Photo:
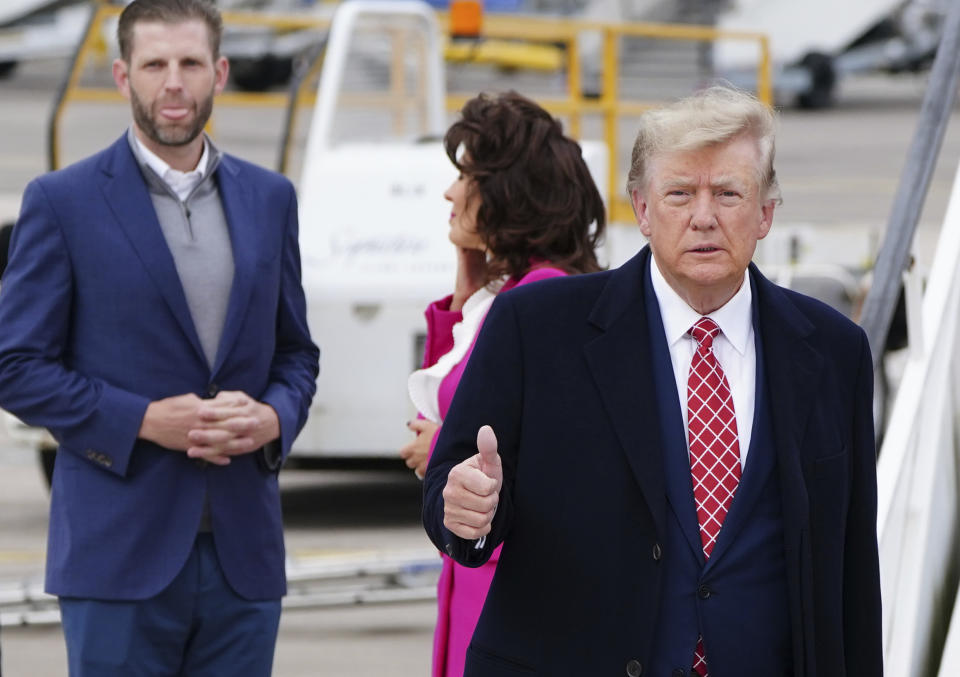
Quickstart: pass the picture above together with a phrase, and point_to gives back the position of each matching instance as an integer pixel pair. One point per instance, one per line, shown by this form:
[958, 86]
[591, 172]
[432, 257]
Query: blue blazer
[96, 325]
[563, 371]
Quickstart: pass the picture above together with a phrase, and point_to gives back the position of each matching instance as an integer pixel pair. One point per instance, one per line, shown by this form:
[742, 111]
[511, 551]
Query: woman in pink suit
[525, 208]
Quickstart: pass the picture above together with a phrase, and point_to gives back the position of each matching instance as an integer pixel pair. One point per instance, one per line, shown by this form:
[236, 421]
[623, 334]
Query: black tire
[47, 457]
[823, 81]
[259, 75]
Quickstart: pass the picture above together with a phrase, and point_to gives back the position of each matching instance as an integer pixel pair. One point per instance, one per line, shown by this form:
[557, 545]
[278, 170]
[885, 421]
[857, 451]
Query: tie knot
[704, 331]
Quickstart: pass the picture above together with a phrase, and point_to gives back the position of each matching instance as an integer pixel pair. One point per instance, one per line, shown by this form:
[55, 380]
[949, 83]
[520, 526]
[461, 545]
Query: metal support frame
[894, 254]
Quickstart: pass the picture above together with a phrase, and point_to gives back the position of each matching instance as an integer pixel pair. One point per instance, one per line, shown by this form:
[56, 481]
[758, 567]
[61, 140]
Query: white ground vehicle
[373, 228]
[373, 233]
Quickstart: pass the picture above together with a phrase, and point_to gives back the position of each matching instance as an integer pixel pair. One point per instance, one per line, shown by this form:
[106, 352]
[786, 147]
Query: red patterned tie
[714, 445]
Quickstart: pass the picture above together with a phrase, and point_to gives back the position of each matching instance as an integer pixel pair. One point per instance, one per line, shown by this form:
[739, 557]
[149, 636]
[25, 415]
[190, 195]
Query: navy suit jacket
[563, 372]
[96, 325]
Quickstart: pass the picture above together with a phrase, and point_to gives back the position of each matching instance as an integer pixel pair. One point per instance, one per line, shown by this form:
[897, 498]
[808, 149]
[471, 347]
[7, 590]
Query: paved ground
[839, 171]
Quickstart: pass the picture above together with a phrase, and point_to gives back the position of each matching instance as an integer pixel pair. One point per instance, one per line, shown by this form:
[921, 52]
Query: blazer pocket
[482, 663]
[830, 458]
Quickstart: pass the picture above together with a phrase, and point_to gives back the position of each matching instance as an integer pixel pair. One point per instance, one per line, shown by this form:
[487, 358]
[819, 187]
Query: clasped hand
[472, 492]
[232, 423]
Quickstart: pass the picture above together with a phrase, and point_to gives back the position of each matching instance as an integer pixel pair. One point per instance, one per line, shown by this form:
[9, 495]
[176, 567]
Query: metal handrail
[894, 255]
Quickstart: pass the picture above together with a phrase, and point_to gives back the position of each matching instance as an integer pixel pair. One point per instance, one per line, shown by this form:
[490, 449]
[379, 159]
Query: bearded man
[154, 321]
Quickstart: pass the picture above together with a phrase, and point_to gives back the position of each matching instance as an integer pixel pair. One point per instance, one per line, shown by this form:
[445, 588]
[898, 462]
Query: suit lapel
[128, 198]
[761, 456]
[674, 448]
[793, 372]
[244, 241]
[619, 360]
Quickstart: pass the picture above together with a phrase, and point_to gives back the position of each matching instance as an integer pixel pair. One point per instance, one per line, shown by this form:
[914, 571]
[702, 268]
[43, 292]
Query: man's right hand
[168, 421]
[472, 492]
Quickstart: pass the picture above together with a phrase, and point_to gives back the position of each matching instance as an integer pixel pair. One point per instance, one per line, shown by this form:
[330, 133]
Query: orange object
[466, 18]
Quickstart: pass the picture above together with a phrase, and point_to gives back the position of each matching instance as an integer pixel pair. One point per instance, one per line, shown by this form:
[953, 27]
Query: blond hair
[707, 118]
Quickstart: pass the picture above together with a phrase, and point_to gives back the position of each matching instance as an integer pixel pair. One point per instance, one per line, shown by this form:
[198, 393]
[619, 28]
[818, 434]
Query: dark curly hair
[538, 200]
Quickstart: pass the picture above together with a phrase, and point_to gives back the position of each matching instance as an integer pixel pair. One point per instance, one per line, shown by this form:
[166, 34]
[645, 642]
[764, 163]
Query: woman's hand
[471, 275]
[417, 452]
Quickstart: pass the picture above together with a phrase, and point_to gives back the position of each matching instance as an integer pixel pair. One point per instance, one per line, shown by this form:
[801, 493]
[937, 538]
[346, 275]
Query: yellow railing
[610, 106]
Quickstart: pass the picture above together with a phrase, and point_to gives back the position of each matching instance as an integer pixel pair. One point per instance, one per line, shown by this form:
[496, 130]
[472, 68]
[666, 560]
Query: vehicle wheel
[823, 80]
[258, 75]
[47, 457]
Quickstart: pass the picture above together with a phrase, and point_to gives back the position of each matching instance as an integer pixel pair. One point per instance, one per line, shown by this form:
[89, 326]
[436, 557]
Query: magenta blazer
[461, 590]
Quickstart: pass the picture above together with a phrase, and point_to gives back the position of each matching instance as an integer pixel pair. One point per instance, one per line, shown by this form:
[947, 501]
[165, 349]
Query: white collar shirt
[181, 183]
[734, 348]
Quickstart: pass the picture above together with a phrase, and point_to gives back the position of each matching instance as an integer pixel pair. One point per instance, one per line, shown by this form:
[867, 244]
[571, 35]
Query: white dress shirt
[181, 183]
[733, 347]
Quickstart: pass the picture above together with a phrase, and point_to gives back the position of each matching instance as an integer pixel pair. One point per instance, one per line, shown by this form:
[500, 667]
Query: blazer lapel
[128, 198]
[620, 362]
[244, 241]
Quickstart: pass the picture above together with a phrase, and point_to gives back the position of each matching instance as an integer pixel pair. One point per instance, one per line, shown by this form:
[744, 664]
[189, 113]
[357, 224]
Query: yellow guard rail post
[523, 30]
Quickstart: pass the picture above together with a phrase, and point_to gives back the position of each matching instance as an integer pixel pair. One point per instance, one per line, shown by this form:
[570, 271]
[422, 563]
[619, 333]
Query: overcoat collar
[619, 359]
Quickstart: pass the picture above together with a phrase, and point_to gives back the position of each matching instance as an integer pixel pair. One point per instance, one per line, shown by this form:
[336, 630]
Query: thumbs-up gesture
[473, 489]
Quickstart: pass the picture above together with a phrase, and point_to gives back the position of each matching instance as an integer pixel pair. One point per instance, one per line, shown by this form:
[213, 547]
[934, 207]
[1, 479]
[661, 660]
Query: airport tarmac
[839, 171]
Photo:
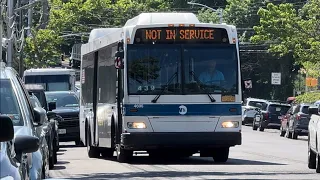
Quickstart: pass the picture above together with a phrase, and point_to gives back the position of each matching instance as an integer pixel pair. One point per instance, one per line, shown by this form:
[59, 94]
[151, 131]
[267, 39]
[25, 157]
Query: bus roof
[103, 37]
[48, 71]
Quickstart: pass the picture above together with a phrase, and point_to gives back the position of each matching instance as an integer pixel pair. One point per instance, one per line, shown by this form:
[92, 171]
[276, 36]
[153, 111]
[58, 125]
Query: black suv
[272, 112]
[38, 90]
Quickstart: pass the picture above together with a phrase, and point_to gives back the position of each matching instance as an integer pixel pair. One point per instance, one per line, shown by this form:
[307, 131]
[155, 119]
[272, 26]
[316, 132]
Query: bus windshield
[182, 69]
[50, 82]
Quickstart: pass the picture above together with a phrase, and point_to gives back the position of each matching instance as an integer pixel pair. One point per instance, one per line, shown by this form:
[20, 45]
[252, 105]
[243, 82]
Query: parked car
[272, 112]
[15, 103]
[38, 90]
[50, 134]
[67, 106]
[295, 122]
[12, 154]
[249, 109]
[314, 139]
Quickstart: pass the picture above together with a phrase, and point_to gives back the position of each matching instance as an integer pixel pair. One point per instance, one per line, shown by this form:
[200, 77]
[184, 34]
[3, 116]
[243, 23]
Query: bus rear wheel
[221, 155]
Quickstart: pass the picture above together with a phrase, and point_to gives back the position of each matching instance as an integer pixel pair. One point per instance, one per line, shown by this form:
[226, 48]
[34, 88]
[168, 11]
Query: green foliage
[41, 50]
[290, 31]
[309, 97]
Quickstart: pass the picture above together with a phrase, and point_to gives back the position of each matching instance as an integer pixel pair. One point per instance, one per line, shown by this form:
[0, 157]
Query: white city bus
[53, 79]
[179, 88]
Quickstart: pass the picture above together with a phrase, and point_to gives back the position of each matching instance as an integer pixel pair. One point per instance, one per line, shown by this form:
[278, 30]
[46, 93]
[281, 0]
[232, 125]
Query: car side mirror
[6, 129]
[40, 116]
[52, 106]
[51, 114]
[313, 110]
[26, 144]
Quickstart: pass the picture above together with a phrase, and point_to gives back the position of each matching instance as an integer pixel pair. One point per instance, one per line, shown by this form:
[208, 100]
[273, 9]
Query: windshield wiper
[199, 84]
[155, 99]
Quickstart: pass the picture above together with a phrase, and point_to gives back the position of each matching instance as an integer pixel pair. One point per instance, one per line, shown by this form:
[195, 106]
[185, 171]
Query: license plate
[62, 131]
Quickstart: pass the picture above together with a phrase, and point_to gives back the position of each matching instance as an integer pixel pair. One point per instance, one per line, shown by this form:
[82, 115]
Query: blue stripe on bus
[173, 109]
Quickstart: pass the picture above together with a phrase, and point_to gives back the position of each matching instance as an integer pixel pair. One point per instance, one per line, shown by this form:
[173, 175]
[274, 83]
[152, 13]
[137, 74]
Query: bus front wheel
[123, 155]
[221, 154]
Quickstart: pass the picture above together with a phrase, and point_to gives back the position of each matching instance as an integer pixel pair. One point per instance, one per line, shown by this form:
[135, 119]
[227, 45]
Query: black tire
[51, 157]
[123, 155]
[107, 152]
[317, 163]
[254, 127]
[311, 158]
[282, 132]
[93, 152]
[221, 155]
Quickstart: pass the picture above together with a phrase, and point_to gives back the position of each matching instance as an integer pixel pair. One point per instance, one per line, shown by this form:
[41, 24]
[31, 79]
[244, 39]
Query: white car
[249, 109]
[314, 139]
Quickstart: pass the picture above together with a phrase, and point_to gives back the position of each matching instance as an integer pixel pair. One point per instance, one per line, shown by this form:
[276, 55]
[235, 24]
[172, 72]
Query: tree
[289, 31]
[41, 50]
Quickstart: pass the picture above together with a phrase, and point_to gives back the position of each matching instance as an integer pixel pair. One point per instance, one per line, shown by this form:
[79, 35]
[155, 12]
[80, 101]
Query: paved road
[263, 155]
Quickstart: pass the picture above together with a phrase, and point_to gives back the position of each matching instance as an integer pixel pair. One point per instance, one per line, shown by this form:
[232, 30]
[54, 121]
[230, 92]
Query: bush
[309, 97]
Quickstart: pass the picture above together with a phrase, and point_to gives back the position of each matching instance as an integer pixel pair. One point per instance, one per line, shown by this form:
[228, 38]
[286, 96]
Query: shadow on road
[179, 174]
[146, 160]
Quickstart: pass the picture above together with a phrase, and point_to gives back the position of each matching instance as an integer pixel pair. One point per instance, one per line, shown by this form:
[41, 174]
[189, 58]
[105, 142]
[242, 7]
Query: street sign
[248, 84]
[276, 78]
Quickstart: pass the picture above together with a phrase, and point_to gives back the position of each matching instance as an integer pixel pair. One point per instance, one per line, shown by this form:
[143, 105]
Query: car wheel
[221, 155]
[51, 156]
[318, 163]
[93, 152]
[107, 152]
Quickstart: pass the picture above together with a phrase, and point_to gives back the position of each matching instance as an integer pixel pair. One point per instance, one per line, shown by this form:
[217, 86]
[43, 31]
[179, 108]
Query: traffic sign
[276, 78]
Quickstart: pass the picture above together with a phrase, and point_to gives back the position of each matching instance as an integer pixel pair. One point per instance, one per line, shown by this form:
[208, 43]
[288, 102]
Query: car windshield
[275, 108]
[8, 103]
[206, 69]
[305, 110]
[50, 82]
[63, 99]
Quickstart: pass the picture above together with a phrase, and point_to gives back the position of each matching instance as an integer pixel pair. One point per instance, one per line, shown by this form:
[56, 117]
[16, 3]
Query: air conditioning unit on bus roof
[163, 18]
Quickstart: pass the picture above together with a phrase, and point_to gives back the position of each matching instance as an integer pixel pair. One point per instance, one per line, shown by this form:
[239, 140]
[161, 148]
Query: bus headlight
[230, 124]
[136, 125]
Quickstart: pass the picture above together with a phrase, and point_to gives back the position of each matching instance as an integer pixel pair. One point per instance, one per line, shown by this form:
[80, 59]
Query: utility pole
[1, 29]
[21, 50]
[30, 11]
[219, 11]
[9, 33]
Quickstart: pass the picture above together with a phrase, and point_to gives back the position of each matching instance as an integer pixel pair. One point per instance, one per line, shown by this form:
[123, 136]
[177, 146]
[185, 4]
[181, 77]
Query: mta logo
[183, 110]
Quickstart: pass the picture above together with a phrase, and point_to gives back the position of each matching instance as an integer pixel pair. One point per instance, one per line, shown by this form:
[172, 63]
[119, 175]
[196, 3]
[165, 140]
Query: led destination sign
[181, 35]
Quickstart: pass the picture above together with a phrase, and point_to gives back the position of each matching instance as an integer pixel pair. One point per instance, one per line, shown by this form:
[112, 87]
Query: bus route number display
[181, 35]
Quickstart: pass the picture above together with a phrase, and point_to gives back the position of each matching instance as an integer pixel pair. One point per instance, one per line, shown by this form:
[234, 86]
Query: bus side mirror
[118, 62]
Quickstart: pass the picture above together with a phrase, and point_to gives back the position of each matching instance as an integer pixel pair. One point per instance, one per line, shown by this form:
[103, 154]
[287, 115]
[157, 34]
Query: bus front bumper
[198, 140]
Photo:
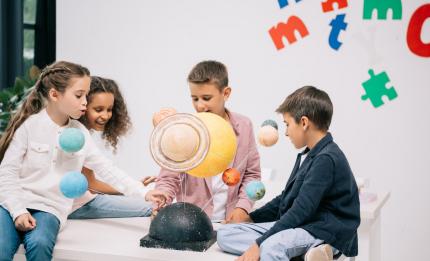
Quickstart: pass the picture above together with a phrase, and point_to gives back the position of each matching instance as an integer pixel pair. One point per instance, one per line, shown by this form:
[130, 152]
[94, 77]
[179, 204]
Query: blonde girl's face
[73, 102]
[99, 110]
[208, 98]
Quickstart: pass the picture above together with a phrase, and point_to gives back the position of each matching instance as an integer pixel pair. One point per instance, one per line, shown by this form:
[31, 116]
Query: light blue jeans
[284, 245]
[38, 243]
[113, 206]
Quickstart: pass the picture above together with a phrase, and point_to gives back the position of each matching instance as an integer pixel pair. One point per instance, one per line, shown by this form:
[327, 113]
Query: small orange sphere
[231, 176]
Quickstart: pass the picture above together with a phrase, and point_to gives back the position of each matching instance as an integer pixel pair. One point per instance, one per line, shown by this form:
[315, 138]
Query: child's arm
[169, 182]
[317, 181]
[97, 186]
[10, 189]
[112, 175]
[268, 212]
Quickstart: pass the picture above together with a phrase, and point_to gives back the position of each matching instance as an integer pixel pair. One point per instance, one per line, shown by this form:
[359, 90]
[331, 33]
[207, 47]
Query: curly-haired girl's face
[99, 110]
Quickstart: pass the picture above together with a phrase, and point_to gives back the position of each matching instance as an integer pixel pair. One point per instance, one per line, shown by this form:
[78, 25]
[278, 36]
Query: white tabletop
[119, 239]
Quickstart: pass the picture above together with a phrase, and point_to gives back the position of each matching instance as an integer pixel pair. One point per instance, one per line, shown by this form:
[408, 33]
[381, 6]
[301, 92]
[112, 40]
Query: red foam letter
[413, 38]
[287, 30]
[328, 5]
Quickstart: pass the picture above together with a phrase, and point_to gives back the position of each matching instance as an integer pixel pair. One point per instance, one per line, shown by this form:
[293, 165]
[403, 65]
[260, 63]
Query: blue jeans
[113, 206]
[38, 243]
[284, 245]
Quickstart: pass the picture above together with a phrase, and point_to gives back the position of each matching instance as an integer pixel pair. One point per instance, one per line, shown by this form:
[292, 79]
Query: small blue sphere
[71, 140]
[255, 190]
[73, 184]
[271, 123]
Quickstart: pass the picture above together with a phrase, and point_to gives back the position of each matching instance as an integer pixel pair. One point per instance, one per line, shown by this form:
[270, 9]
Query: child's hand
[25, 222]
[148, 180]
[252, 254]
[161, 115]
[157, 197]
[238, 215]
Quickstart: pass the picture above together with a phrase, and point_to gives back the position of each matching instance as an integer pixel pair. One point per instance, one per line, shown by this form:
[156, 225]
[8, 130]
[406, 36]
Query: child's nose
[201, 107]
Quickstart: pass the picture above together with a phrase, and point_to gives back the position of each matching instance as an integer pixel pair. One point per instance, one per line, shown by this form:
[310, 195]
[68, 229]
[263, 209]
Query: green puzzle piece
[375, 89]
[382, 7]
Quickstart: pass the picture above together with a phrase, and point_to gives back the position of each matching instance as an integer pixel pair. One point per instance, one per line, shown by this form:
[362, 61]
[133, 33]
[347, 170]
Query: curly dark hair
[120, 122]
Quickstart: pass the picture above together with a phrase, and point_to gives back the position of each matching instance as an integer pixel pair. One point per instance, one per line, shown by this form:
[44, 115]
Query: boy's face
[208, 98]
[296, 131]
[99, 110]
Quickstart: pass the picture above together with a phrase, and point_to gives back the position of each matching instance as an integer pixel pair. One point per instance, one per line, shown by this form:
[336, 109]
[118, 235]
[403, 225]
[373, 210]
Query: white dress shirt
[33, 166]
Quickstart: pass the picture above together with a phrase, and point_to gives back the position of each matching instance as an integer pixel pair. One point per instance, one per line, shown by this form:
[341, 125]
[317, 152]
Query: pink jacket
[199, 190]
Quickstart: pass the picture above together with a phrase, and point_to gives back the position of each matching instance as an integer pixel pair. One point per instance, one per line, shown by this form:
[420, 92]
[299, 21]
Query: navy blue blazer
[321, 196]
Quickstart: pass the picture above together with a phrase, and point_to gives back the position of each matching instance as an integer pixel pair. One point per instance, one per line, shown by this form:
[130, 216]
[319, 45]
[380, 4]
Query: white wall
[150, 46]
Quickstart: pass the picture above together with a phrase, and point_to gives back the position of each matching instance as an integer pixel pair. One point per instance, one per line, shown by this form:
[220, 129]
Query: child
[208, 83]
[32, 208]
[320, 201]
[107, 119]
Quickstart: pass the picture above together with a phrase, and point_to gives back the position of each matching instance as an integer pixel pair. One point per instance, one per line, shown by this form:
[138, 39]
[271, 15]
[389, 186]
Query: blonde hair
[57, 76]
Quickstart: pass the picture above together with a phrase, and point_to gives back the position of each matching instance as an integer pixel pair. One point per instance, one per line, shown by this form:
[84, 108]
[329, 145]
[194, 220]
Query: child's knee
[40, 244]
[224, 236]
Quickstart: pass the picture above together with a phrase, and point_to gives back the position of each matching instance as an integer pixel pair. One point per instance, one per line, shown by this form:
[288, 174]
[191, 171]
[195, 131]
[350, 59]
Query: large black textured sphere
[181, 226]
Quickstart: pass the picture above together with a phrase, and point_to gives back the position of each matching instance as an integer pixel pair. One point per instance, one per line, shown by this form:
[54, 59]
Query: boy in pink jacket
[208, 83]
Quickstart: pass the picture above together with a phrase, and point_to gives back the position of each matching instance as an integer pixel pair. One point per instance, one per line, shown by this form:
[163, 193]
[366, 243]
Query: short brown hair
[310, 102]
[209, 72]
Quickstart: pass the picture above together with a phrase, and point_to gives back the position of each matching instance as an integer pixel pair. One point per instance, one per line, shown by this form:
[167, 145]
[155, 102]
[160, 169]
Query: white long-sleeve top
[107, 151]
[34, 164]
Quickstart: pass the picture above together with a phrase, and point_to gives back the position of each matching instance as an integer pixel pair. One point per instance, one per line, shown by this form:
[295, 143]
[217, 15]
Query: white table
[119, 239]
[369, 232]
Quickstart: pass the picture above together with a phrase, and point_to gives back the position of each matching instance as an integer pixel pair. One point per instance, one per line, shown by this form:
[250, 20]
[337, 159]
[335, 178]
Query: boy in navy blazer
[318, 212]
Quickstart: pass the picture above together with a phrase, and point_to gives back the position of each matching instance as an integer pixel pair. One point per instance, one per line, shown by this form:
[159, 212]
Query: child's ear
[304, 122]
[53, 94]
[226, 93]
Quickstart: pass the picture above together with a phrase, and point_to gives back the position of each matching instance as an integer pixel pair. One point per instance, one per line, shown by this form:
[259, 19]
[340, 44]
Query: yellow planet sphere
[173, 143]
[267, 136]
[222, 146]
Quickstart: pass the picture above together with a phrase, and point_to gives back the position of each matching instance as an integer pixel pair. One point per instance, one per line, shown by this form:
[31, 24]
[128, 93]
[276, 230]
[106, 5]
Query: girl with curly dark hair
[107, 119]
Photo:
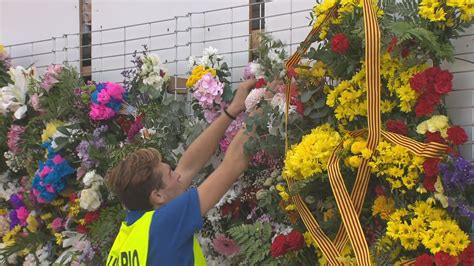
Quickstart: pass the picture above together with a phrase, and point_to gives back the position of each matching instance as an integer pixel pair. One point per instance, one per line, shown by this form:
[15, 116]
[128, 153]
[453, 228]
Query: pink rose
[103, 97]
[22, 214]
[99, 112]
[35, 103]
[57, 224]
[114, 90]
[58, 159]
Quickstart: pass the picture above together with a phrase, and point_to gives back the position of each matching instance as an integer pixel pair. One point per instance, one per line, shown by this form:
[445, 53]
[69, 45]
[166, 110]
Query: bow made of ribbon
[350, 206]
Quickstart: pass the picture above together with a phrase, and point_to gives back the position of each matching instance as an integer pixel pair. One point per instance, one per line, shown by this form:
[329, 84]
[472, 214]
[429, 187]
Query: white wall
[31, 20]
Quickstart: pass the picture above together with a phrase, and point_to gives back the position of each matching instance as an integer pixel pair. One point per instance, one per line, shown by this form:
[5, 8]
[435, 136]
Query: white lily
[13, 96]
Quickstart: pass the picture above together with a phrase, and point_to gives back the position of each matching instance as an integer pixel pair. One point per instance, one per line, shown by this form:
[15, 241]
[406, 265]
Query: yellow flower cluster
[197, 74]
[311, 155]
[399, 167]
[349, 98]
[315, 72]
[421, 223]
[358, 148]
[435, 10]
[51, 129]
[383, 206]
[437, 123]
[9, 237]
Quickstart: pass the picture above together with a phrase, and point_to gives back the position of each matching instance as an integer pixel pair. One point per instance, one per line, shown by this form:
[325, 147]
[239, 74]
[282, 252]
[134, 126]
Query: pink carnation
[208, 90]
[114, 90]
[99, 112]
[58, 159]
[57, 224]
[103, 97]
[49, 78]
[14, 138]
[35, 103]
[225, 246]
[22, 214]
[46, 170]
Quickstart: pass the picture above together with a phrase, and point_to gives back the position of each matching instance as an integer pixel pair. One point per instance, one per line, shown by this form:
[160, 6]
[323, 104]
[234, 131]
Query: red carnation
[467, 256]
[340, 43]
[279, 246]
[428, 183]
[291, 72]
[419, 82]
[405, 52]
[91, 217]
[424, 260]
[299, 105]
[397, 126]
[392, 44]
[434, 137]
[457, 135]
[444, 259]
[426, 103]
[444, 82]
[82, 229]
[380, 190]
[295, 240]
[260, 83]
[431, 166]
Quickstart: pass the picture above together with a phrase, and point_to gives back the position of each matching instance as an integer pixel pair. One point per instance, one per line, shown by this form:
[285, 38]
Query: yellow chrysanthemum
[311, 155]
[400, 167]
[197, 74]
[383, 206]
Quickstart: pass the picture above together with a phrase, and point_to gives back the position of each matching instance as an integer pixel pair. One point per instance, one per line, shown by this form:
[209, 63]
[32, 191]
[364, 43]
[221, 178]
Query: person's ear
[157, 198]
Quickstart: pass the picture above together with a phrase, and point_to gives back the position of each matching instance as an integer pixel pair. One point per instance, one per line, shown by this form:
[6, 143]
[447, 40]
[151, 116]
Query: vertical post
[65, 48]
[291, 26]
[175, 55]
[124, 47]
[149, 36]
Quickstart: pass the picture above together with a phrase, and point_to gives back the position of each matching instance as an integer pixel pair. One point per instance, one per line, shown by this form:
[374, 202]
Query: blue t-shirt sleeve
[174, 224]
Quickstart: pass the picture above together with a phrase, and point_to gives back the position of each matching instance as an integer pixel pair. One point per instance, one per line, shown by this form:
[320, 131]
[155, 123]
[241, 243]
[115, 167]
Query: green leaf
[306, 96]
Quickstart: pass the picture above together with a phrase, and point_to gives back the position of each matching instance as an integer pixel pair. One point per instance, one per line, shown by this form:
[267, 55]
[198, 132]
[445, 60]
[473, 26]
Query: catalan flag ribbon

━━━━━━━━

* What you have to do:
Report every line of the listing above that contains the string “curly”, treating uppercase and lowercase letters as different.

* Correct output:
Query: dark curly hair
Query: curly-haired girl's face
Query: curly dark hair
Query: girl with curly dark hair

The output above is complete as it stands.